Shape boundary entries:
━━━━━━
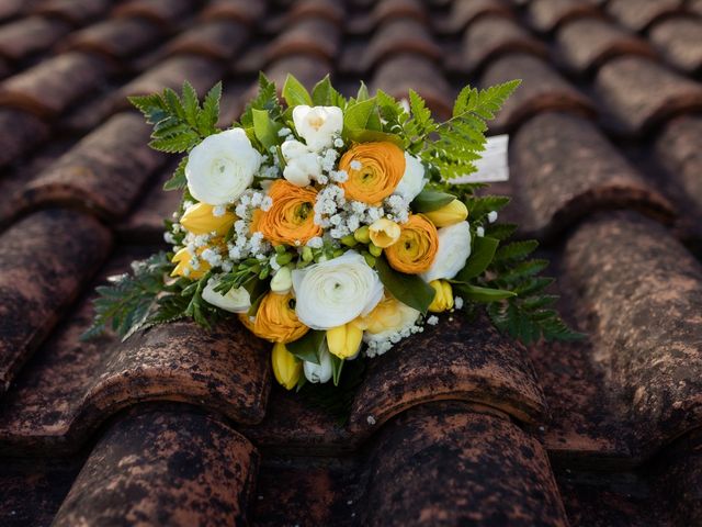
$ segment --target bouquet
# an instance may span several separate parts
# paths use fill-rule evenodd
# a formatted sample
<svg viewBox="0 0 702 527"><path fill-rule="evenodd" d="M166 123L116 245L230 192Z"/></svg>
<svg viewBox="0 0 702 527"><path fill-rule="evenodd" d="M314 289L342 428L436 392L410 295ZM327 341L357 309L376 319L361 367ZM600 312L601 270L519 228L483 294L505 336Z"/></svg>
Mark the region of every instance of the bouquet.
<svg viewBox="0 0 702 527"><path fill-rule="evenodd" d="M237 316L272 343L288 390L338 384L347 361L385 354L443 312L485 309L525 343L574 338L543 294L547 262L528 258L536 243L508 242L516 226L496 222L509 200L452 183L475 171L486 122L518 85L466 87L438 122L414 91L400 102L361 83L347 99L328 77L309 93L288 76L283 105L261 74L227 130L220 83L202 102L188 82L181 96L132 98L150 146L185 154L165 186L183 197L167 222L172 251L99 288L87 336Z"/></svg>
━━━━━━
_Set exercise_:
Rewrite every line of the records above with "bouquet" changed to "flower arrangement" and everything else left as it is. Omit the pictures from your output.

_Full response_:
$ segment --target flower arrangement
# an instance may span several separate parts
# paths use fill-rule evenodd
# a formatted sample
<svg viewBox="0 0 702 527"><path fill-rule="evenodd" d="M166 123L116 245L230 192Z"/></svg>
<svg viewBox="0 0 702 527"><path fill-rule="evenodd" d="M314 289L342 428L436 392L410 295ZM327 341L357 309L376 319L361 367ZM600 312L601 270L519 228L483 294L505 336Z"/></svg>
Mark the region of every instance of the flower arrangement.
<svg viewBox="0 0 702 527"><path fill-rule="evenodd" d="M237 316L272 343L288 390L338 384L347 361L385 354L443 312L485 309L525 343L574 338L543 294L547 262L528 258L536 243L508 242L516 226L496 222L509 200L452 183L475 171L486 122L518 85L466 87L438 122L414 91L400 102L361 83L347 99L328 77L309 93L288 76L283 105L261 74L227 130L220 83L202 102L188 82L181 96L132 98L150 146L185 154L165 186L183 197L167 222L172 251L99 288L87 336Z"/></svg>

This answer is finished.